* _Document text_:
— Begin —
Obtaining Models

There are several ways to obtain models for use with llama.cpp. All models must be in GGUF format to work with llama.cpp.

Quick Start: Direct Download with -hf Flag

The easiest way to use models is with the -hf flag, which automatically downloads models from Hugging Face:

# Download and run a model directly
llama-cli -hf ggml-org/gemma-3-1b-it-GGUF

# Specify a particular quantization
llama-cli -hf ggml-org/gemma-3-1b-it-GGUF:Q4_K_M

The -hf flag downloads models to your local cache and reuses them on subsequent runs. You don’t need to download the model manually.

Finding Models on Hugging Face

Hugging Face hosts thousands of GGUF-format models compatible with llama.cpp:

Browse GGUF Models

Visit the GGUF models page to see trending models.Popular collections:

Trending GGUF models
LLaMA models
Official llama.cpp models: ggml-org

Choose a Model

Select a model based on your needs:

Size: Smaller models (1B-7B) run on consumer hardware, larger models (70B+) need more resources
Quantization: Lower quantization (Q4, Q5) = smaller file, higher (Q8, F16) = better quality
Task: Some models are optimized for chat, coding, or specific domains

Use with llama.cpp

Once you’ve found a model, use it with the -hf flag:

llama-cli -hf <username>/<repository>

Example Model Repositories

Recommended GGUF Repositories

ggml-org/gemma-3-1b-it-GGUF - Small, efficient instruction model
TheBloke repositories - Large collection of quantized models (community contributor)
Original model authors - Many official models now include GGUF files
bartowski - Another popular GGUF converter with many models

Manual Download from Hugging Face

If you prefer to download models manually:

Navigate to Model Repository

Go to the model’s Hugging Face page (e.g., https://huggingface.co/ggml-org/gemma-3-1b-it-GGUF)
— End —
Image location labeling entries
— Begin —
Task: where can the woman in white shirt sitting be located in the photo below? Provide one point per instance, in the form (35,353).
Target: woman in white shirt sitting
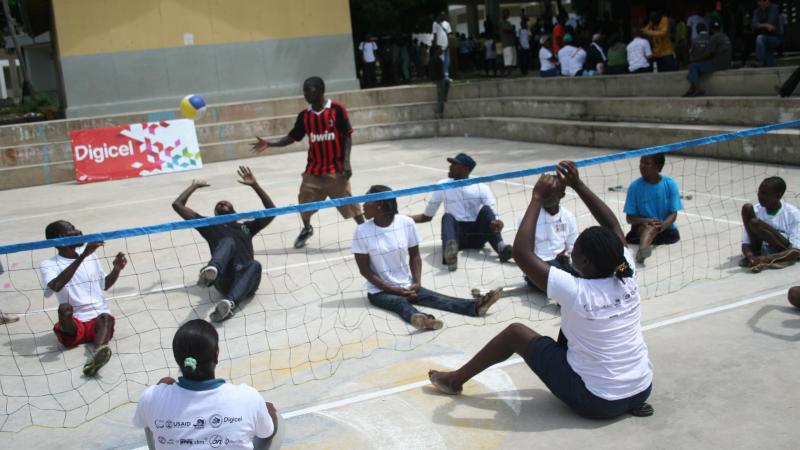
(386,248)
(201,410)
(599,366)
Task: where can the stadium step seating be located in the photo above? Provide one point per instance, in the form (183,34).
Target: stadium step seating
(620,112)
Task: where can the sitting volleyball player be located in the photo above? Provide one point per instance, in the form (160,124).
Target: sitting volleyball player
(202,410)
(771,229)
(78,280)
(386,249)
(556,231)
(599,366)
(233,269)
(651,207)
(470,214)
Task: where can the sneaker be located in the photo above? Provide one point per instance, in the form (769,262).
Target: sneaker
(223,310)
(425,322)
(98,360)
(8,318)
(506,253)
(305,233)
(451,255)
(208,275)
(484,303)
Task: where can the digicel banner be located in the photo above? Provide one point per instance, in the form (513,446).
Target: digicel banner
(135,150)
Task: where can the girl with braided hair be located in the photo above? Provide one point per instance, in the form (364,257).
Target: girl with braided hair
(599,366)
(200,409)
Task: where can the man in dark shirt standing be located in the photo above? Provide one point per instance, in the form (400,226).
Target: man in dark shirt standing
(769,30)
(328,168)
(233,269)
(716,56)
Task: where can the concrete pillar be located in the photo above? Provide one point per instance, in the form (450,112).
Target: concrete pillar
(15,92)
(473,27)
(493,11)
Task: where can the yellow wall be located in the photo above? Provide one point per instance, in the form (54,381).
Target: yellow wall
(87,27)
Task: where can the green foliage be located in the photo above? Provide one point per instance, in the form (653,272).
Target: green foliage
(381,17)
(40,103)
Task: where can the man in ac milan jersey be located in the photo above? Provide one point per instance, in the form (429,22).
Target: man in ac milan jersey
(328,168)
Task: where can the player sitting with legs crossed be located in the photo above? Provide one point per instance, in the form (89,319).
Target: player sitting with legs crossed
(470,214)
(771,229)
(599,366)
(651,207)
(232,269)
(78,280)
(386,249)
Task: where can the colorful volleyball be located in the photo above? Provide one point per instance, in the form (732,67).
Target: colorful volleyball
(193,106)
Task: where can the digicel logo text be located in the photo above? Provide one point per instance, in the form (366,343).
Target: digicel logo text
(100,154)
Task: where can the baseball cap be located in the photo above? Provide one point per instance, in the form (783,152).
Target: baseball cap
(464,160)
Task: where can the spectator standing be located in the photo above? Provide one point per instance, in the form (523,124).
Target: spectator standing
(524,52)
(571,58)
(547,62)
(658,30)
(441,28)
(595,57)
(717,56)
(639,54)
(368,47)
(768,26)
(508,38)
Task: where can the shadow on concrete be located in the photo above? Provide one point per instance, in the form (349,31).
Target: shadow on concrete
(540,411)
(791,325)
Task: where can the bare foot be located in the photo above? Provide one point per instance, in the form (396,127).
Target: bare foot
(486,302)
(443,383)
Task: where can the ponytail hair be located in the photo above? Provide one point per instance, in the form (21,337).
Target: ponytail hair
(195,347)
(388,206)
(605,252)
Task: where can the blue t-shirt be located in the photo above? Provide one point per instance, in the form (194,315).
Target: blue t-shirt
(653,200)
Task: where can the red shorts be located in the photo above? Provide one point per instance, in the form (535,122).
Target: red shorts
(85,332)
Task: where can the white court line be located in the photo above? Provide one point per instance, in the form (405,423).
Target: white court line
— End —
* _Directive 1_: Please return the part of the model-download guide that begins at the words "Original model authors" and stops after "page (e.g., https://huggingface.co/ggml-org/gemma-3-1b-it-GGUF)".
* _Directive 2_:
Answer these questions from the model-download guide, marking each answer with its letter:
(a) What format must all models be in to work with llama.cpp?
(b) Which quantization levels are said to give better quality?
(c) Which repositories are described as a large collection of quantized models from a community contributor?
* _Directive 3_: Sum up the model-download guide in two sentences.

* _Full answer 1_:
Original model authors - Many official models now include GGUF files
bartowski - Another popular GGUF converter with many models

Manual Download from Hugging Face

If you prefer to download models manually:

Navigate to Model Repository

Go to the model’s Hugging Face page (e.g., https://huggingface.co/ggml-org/gemma-3-1b-it-GGUF)

* _Full answer 2_:
(a) GGUF format.
(b) Q8 and F16.
(c) TheBloke repositories.

* _Full answer 3_: Models for llama.cpp must be in GGUF format, and the -hf flag downloads them from Hugging Face automatically, caching them for reuse on later runs. The guide also covers choosing a model by size, quantization and task, lists recommended GGUF repositories, and says models can be downloaded manually from their Hugging Face page.